**Problem requirements**
Reproduce every line of the listing below word for word and character for character, changing nothing.

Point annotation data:

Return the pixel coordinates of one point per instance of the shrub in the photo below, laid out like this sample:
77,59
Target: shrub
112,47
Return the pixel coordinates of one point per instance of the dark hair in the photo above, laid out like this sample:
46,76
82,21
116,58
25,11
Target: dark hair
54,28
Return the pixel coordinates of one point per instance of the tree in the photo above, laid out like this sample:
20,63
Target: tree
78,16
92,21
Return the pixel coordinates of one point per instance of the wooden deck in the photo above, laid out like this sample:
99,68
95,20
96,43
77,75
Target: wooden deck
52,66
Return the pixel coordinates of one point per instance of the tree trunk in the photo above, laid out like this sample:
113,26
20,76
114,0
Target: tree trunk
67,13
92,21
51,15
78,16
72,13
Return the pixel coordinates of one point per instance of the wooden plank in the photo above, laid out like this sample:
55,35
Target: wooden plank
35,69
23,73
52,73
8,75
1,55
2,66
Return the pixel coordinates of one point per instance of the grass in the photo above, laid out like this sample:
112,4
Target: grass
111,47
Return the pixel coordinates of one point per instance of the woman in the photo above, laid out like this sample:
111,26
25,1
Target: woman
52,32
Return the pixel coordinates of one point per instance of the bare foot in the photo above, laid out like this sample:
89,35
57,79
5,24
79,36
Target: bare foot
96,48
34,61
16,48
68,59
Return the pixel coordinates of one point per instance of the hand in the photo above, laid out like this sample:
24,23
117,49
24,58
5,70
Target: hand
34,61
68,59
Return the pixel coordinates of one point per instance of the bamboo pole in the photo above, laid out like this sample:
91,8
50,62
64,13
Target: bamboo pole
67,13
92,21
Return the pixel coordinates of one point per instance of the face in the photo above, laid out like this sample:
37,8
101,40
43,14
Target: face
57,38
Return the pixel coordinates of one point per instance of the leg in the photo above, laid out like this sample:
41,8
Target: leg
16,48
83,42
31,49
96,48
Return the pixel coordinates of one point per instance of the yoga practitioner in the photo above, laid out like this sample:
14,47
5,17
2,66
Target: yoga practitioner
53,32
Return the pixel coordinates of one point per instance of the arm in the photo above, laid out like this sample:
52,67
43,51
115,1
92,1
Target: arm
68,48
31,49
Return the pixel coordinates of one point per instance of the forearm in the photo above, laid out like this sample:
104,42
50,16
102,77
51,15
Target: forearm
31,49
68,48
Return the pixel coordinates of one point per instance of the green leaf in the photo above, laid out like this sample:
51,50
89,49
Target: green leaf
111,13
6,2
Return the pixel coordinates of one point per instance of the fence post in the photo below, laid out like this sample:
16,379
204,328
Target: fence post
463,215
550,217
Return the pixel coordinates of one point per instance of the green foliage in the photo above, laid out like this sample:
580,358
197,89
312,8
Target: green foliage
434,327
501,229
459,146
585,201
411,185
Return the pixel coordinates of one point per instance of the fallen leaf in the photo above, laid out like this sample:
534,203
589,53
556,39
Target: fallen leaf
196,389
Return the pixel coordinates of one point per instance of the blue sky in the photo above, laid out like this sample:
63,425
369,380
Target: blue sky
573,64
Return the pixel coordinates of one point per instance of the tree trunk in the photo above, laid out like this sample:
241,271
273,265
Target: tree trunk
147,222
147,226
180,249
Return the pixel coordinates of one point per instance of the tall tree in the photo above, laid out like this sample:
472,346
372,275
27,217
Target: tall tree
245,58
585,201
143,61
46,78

**Answer to this exercise**
Return the pixel coordinates of one point per instance of the shrub in the photo below, laid out like this sample:
77,59
Target: shrub
112,47
Return the pixel coordinates of one point per instance of the dark hair in the photo above, laid out like this sample:
46,76
82,21
116,58
25,11
Target: dark hair
54,28
Return the pixel coordinates of one point per instance of the tree in the photo above, laid out like this sample:
20,63
Target: tree
78,16
92,21
Return the pixel coordinates of one point per instance of the wooden deck in the photo above, laid out like this sample:
99,68
95,20
96,43
77,75
Target: wooden deck
52,66
Return the pixel coordinates of one point per instance of the tree trunk in the photo above, laid out like this sample:
113,26
20,76
114,0
Target: tree trunk
67,13
92,21
51,15
78,16
72,13
Return the pixel coordinates of one point per instance of the wooden plank in the photo above, laid out like this sample:
55,35
Target: wooden plank
35,69
23,73
52,73
8,75
1,55
2,66
Return the pixel coordinates of one point per instance of the grass in the photo above, laid out like this sample:
112,4
Target: grass
111,47
Return the pixel coordinates of one point per instance of the woman in the photo above, laid out like this sample:
111,26
25,1
Target: woman
52,32
Return the pixel coordinates of one point per instance of the bare foot in the photo above, laid out like this sample:
89,35
57,79
5,24
79,36
Target: bare foot
96,48
34,61
16,48
68,59
Return the pixel coordinates of one point per instance of the hand in the photo above, laid out like this sample:
24,23
117,49
24,58
5,70
Target: hand
34,61
68,59
Return the pixel coordinates of one point per instance of the bamboo pole in the photo above, laid out like this sample:
91,8
50,62
64,13
Target: bamboo pole
67,13
92,21
Return the pixel coordinates of one point per instance of the face in the photo above, laid out like this sample:
37,8
101,40
43,14
Target: face
57,38
Return the pixel coordinates of one point per instance of the leg in the photo above, laid out like this sample:
41,8
Target: leg
16,48
83,42
31,49
96,48
Return the pixel coordinates of one point per instance of the yoga practitioner in the photo above, laid out like this sample:
14,47
5,17
2,66
Target: yoga practitioner
53,32
Return the pixel coordinates of one point per instance of the arm in the photo above, laid out like this sample:
52,67
43,51
115,1
92,1
Target: arm
68,48
31,49
Return the pixel coordinates of one point per instance of the forearm in the photo above, laid out like this sample:
104,42
50,16
102,77
51,15
Target: forearm
31,49
68,48
Return the pixel coordinates of one point per instance of the green leaf in the photo above, laid out like this sample:
51,50
89,49
Target: green leaf
111,13
6,2
Return the pixel coordinates of one point per instance of the fence post in the photo below, laid out like this sample:
16,379
204,328
Target: fence post
463,215
550,217
Return the pixel coordinates of one point per instance of the green foliage in the photo above, laid out like this sample:
580,358
197,89
312,8
Target: green foliage
434,327
501,229
459,146
585,201
411,185
Return the pixel coordinates of one point per instance of the fallen leaf in the photo above, laid out like this sample:
534,203
589,53
556,39
Target: fallen leaf
196,389
Return the pixel coordinates of one point per instance of the blue sky in the photo above, laid out like this sample:
63,425
369,380
Target: blue sky
573,64
Return the pixel coordinates of one point per instance of the tree trunk in the photo above, laid out like this sample:
241,271
273,265
Target: tree trunk
147,222
147,226
180,249
Return the pixel coordinates of one point per instance of the tall tree in the photo above, laid out like this sample:
472,346
372,275
27,217
Target: tall tree
245,58
585,201
143,61
46,78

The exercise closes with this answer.